(Problem)
From the listing below, output only the lines starting at the line that has "Target: wooden sign frame" and ending at the line that has "Target: grassy field", exactly as they appear, ends included.
* * *
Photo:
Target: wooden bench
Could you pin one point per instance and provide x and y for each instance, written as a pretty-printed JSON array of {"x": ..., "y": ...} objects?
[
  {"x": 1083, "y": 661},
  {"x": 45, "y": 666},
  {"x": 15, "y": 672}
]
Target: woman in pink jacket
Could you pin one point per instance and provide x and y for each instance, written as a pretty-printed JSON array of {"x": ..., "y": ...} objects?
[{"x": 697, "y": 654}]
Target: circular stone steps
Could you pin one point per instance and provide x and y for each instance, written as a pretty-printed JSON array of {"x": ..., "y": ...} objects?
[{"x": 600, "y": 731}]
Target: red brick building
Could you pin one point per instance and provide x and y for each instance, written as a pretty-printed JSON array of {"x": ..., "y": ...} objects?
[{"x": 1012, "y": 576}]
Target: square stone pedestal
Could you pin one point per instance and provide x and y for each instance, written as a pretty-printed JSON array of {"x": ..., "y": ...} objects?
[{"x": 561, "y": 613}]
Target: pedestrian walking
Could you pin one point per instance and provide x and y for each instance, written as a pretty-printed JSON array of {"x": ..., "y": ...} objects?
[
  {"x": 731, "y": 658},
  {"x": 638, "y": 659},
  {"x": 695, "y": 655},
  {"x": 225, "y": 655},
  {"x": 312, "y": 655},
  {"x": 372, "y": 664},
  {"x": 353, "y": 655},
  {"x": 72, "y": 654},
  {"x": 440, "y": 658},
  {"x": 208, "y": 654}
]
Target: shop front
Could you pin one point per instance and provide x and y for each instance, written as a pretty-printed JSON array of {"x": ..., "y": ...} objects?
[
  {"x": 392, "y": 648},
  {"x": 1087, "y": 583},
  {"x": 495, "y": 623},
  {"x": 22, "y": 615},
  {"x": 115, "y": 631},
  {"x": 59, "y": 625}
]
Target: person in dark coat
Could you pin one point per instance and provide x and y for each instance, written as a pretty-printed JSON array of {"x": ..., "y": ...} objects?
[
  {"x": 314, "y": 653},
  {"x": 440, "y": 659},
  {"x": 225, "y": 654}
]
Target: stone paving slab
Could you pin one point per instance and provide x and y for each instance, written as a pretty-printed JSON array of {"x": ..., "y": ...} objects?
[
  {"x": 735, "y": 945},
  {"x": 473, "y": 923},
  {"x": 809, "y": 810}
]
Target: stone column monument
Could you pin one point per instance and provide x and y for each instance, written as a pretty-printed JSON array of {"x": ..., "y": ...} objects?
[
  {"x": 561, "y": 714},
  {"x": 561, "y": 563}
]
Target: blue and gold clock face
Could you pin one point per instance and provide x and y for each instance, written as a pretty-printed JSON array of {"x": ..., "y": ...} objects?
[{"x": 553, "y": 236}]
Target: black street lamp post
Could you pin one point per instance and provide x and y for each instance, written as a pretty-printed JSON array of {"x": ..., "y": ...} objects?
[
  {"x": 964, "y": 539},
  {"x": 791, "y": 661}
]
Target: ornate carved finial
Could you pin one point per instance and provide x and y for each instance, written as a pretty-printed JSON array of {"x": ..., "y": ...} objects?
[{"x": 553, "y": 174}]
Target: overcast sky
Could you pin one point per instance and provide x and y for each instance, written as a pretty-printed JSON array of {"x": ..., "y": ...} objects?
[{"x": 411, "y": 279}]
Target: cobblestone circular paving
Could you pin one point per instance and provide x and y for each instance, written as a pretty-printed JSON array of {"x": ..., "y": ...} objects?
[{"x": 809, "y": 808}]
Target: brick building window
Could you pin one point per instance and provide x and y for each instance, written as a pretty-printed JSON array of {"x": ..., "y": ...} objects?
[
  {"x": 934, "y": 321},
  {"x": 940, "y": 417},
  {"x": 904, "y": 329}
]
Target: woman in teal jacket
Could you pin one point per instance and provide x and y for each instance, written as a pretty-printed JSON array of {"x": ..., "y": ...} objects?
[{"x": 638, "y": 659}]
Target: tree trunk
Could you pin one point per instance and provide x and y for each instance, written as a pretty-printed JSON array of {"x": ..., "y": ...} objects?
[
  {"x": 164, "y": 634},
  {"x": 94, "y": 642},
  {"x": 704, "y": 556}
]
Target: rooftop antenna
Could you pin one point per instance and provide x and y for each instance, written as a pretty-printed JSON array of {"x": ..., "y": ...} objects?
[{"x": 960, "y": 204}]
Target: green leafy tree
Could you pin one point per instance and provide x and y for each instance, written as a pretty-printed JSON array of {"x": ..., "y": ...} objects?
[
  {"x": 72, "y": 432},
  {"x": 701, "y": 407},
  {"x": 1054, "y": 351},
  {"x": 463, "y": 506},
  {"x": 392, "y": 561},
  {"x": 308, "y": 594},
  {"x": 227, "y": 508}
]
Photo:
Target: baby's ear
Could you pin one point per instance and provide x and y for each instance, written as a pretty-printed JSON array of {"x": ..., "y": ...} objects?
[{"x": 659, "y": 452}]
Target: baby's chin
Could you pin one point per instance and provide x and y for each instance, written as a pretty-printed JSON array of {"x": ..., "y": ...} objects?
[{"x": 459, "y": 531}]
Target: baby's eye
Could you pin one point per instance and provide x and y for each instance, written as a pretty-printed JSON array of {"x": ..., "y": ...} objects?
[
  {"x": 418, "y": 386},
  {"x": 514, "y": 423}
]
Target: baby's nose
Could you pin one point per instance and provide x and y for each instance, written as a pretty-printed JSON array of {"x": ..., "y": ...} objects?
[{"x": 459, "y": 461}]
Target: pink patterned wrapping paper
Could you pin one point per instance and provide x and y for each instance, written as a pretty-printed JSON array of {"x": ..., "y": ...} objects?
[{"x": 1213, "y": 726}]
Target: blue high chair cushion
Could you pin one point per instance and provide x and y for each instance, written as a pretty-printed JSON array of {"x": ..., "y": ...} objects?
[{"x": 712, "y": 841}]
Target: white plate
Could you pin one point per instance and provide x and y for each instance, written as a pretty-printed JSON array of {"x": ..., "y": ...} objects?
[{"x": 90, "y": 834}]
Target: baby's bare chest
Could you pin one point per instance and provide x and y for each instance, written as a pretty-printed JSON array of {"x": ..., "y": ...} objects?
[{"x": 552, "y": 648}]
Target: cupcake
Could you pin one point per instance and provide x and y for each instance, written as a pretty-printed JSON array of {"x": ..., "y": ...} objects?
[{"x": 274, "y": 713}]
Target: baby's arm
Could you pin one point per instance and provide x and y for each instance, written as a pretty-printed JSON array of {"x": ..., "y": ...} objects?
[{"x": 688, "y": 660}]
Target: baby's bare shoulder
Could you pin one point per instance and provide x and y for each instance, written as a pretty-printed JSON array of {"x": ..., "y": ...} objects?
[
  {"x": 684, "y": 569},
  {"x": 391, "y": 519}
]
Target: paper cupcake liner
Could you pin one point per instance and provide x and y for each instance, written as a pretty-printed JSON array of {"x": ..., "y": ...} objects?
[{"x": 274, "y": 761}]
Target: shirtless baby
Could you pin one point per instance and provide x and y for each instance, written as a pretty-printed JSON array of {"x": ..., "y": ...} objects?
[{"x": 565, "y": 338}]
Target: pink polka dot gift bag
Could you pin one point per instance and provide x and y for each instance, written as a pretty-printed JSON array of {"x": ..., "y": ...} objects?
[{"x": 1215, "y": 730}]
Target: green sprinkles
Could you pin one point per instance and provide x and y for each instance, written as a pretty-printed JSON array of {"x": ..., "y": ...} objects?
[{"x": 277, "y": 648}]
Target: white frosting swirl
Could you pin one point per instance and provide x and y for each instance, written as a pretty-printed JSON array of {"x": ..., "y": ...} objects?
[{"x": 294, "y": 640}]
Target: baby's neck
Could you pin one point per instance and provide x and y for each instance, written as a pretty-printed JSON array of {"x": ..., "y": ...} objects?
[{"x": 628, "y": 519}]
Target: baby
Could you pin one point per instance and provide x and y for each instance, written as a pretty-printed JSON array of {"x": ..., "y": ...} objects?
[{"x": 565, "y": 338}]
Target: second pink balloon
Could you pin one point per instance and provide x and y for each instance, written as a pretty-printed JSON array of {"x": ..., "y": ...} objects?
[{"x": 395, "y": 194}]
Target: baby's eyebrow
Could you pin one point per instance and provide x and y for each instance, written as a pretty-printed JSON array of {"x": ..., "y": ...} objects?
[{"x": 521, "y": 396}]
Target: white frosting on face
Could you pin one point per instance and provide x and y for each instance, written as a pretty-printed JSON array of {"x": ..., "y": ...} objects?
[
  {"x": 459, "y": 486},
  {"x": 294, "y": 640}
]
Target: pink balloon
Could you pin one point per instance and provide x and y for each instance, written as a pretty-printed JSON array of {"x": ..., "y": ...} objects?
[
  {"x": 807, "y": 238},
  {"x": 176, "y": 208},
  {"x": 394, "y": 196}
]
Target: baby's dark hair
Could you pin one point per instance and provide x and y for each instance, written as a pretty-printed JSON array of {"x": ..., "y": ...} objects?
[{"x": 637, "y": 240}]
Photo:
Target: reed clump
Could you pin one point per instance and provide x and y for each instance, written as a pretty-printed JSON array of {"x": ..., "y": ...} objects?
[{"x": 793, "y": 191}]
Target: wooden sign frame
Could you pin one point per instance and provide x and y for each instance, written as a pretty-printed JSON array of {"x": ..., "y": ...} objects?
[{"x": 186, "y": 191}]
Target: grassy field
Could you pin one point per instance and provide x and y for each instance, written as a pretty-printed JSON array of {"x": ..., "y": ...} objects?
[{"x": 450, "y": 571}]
* * *
(Solution)
Target: wooden sign frame
Could you pin one point per instance and provide x and y for each instance, written as a pretty-printed JSON array of {"x": ..., "y": ...} objects?
[{"x": 186, "y": 191}]
Target: grassy field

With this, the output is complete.